What is being asked — Reproduce every one of the records below, replacing "one point per instance" with "one point for each occurrence" wherever it occurs and changing nothing else.
• • • • • • •
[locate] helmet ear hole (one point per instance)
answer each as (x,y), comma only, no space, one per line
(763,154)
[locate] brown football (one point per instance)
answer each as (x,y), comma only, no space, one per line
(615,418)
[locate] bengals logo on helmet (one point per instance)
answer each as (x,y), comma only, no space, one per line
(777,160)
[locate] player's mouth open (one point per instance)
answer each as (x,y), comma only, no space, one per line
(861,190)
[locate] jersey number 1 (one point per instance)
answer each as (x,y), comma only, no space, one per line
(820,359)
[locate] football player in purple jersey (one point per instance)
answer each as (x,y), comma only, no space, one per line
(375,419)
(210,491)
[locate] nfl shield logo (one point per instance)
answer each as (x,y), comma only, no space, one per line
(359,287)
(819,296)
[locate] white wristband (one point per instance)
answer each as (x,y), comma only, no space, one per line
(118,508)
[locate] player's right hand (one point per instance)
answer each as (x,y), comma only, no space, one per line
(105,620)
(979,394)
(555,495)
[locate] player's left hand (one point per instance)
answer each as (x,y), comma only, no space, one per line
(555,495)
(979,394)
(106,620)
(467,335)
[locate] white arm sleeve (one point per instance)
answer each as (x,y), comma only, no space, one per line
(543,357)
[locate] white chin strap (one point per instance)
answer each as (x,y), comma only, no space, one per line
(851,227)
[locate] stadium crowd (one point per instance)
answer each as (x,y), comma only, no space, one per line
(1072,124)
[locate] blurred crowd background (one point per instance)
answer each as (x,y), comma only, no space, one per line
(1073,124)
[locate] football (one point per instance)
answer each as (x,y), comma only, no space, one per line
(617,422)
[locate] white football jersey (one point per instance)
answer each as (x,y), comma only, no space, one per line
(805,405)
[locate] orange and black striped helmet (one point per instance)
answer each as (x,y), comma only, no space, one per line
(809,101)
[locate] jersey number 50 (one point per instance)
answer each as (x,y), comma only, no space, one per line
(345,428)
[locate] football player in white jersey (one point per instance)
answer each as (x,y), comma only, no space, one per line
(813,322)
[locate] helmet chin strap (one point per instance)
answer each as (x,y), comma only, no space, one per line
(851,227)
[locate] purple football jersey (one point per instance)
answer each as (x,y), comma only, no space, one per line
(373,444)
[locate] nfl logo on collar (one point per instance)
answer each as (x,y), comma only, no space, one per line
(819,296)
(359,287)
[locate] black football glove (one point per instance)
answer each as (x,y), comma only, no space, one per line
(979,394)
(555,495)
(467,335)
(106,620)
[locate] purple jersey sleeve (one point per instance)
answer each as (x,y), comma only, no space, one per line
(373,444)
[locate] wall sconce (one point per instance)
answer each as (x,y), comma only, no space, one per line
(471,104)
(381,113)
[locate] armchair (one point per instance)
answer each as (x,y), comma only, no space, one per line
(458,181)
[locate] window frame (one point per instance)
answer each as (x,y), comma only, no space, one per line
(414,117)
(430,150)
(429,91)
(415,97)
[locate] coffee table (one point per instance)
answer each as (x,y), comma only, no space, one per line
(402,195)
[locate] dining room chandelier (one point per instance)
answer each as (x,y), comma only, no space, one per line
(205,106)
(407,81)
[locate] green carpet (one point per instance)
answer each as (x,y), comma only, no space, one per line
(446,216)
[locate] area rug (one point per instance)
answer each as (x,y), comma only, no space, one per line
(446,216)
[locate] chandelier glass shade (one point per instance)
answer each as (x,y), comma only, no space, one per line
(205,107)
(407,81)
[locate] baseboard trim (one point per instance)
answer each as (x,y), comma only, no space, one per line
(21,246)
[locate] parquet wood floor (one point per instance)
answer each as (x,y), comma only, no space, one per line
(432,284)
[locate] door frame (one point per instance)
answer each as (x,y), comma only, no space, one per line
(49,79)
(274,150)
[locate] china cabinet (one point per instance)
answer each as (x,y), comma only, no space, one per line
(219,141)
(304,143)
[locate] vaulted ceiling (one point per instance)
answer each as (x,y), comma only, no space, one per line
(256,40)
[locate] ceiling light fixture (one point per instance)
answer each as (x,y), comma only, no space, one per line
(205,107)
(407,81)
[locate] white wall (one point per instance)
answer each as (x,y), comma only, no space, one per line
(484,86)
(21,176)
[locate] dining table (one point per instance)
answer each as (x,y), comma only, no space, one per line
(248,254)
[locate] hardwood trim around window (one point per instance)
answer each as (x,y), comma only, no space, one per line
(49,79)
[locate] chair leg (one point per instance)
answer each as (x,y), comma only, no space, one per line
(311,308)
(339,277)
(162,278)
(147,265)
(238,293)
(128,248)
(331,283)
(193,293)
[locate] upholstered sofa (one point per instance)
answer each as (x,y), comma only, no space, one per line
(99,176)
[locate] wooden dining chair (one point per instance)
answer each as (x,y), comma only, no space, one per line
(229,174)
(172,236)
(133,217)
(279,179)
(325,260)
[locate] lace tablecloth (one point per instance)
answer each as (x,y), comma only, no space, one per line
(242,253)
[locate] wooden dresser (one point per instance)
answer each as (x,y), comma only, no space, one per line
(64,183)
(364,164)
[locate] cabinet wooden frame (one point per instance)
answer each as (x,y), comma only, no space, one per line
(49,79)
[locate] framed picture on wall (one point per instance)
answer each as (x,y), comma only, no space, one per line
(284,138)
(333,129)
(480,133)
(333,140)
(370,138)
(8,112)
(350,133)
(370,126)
• • • • • • •
Complete output —
[locate] helmet ear hole (one point for each occurrence)
answer each as (x,y), comma only, no space, one per line
(763,154)
[locate] brown football (one point for each occurrence)
answer each as (x,y), comma only, no space, one per line
(615,418)
[locate] bengals logo on helmet (one point for each occurrence)
answer each as (x,y), comma only, no space, one per line
(777,160)
[locate] player's mouth open (one point for each occurrence)
answer each as (x,y), comma only, no space, one per line
(861,190)
[locate] jersey number 1 (one point for each occurrence)
answer each as (x,y), comma only, no space, one per line
(820,359)
[locate] football player in purple jersey (one point for each occurrence)
answer each as (x,y), comma only, no space, one per line
(375,419)
(210,491)
[locate] nfl shield logo (one point for each occurrence)
answer each as (x,y), comma only, no space, one per line
(359,287)
(819,296)
[locate] white wristband (one point for each occurrence)
answer each as (x,y), comma only, no space, one per line
(118,508)
[locate] player's right hand (one point for each occurrence)
answer each as (x,y), comma only, no space, one per line
(105,620)
(979,394)
(555,495)
[locate] player's left hand (one point for each occurrence)
answer each as (x,y), comma only, no space, one per line
(555,495)
(979,394)
(106,620)
(467,335)
[locate] white arm sleeve (one point for each occurrence)
answer each as (x,y), comma only, no space, one per line
(543,357)
[locate] white chin strap (one point for each occurrence)
answer each as (x,y), comma only, no space, one per line
(851,227)
[locate] stadium crowd (one point for each occurrence)
answer each as (x,y), comma only, no space, one per line
(1072,124)
[locate] blurred crowd background (one point for each occurrence)
answer each as (x,y), comma only, no space, one per line
(1073,124)
[locate] football (one point for each occurrence)
answer each as (x,y), comma only, no space, one per line
(617,422)
[locate] white football jersey (one point for each occurrence)
answer each as (x,y), comma only, no space, one per line
(805,405)
[locate] orange and black striped helmet (one point for each occurrence)
answer each as (x,y), comma only, no space, one per line
(809,101)
[locate] jersey number 50 (one point for each occurrence)
answer each as (x,y), comma only, no space, one per line
(345,428)
[locate] football player in white jersey (one point for each occurrence)
answer each as (x,y), comma only, no space, one per line
(813,322)
[locate] helmet chin strap (one point for each occurrence)
answer each as (x,y), comma only, no space, one per line
(851,227)
[locate] purple football jersey (one point for each occurrence)
answer each as (x,y), comma only, no space, one per line
(373,444)
[locate] nfl logo on collar (one point for each occurrence)
answer each as (x,y), comma only, no space, one per line
(819,296)
(359,287)
[locate] black football glove (one point for each occurrence)
answer each as (x,y), comma only, no space, one per line
(979,394)
(555,495)
(467,335)
(106,620)
[locate] purple jersey sleeve (one point for each occurrence)
answer each as (x,y), comma only, no space, one per line
(373,444)
[locate] wall sconce (one point for each occurrence)
answer each as (x,y), comma only, no space, one per line
(471,104)
(381,113)
[locate] armchair (one point for each occurrence)
answer each as (x,y), comma only, no space, one per line
(458,181)
[locate] window frame (one point for each occurrence)
answer each as (x,y), comma only, no space, one per line
(414,117)
(430,150)
(429,91)
(415,97)
[locate] coffee table (one point for each occurrence)
answer each as (x,y), comma only, no space, one per line
(402,195)
[locate] dining room chandelier (one point for each occurrence)
answer each as (x,y), comma only, no space, one per line
(205,106)
(407,81)
[locate] green carpet (one point for each occurrence)
answer each as (x,y), comma only, no space, one per line
(446,216)
[locate] area rug (one point for each occurrence)
answer each as (x,y), comma only, no space, one per line
(446,216)
[locate] chandelier glass shade (one point for each occurrence)
answer each as (x,y), comma only, no space, one per line
(205,107)
(407,81)
[locate] baseboard trim (one point for each occurrence)
answer each as (x,y), comma only, no space, one per line
(21,246)
[locate] parquet wood floor (one point for each occurrence)
answer each as (x,y), comma only, no space, one per line
(432,284)
[locate] door frame (one point for each occurrence)
answer each as (x,y), comma only, no space, one per line
(49,79)
(274,150)
[locate] china cabinet (one point for each occurrence)
answer each as (x,y), comma only, no space, one per line
(219,141)
(304,143)
[locate] vaulted ceiling (one point for each occurrence)
answer each as (x,y), comma only, no space, one per line
(256,40)
[locate] ceiling light fixture (one point for each occurrence)
answer each as (x,y), comma only, no space, one per line
(205,107)
(407,81)
[locate] white wall (one point for each occurrence)
answer each as (x,y), comma only, no space, one per line
(484,86)
(21,176)
[locate] dining table (one point for each occurrence)
answer each as (x,y), comma only, no space, one per line
(248,254)
[locate] hardwood trim around window (one point for each occurrence)
answer each as (x,y), comma only, no space, one per line
(49,79)
[locate] chair leg (one point for each occurrence)
answer each as (x,y), comma only, no space, one per line
(311,308)
(339,277)
(162,278)
(147,265)
(238,293)
(128,248)
(331,283)
(193,293)
[locate] upholstered sofa (one point for each occurrence)
answer each as (x,y), comma only, no space, one per line
(99,176)
[locate] wooden dining chair (one point for each occurrence)
answer each as (x,y), comma only, no space, one per line
(229,174)
(172,236)
(133,217)
(279,179)
(325,260)
[locate] lace tablecloth (one point for each occurrence)
answer each as (x,y), comma only, no space, one per line
(242,253)
[locate] wooden dresser (one point for each occurrence)
answer each as (x,y), comma only, no space, one per line
(64,183)
(364,164)
[locate] cabinet wooden frame (one point for each occurrence)
answer each as (x,y), comma only, no space, one per line
(49,79)
[locate] framed picture on wall (one point for each occurrence)
answer each as (x,y), comma only, no space, one per line
(284,138)
(333,129)
(480,133)
(333,140)
(370,138)
(8,112)
(350,133)
(370,126)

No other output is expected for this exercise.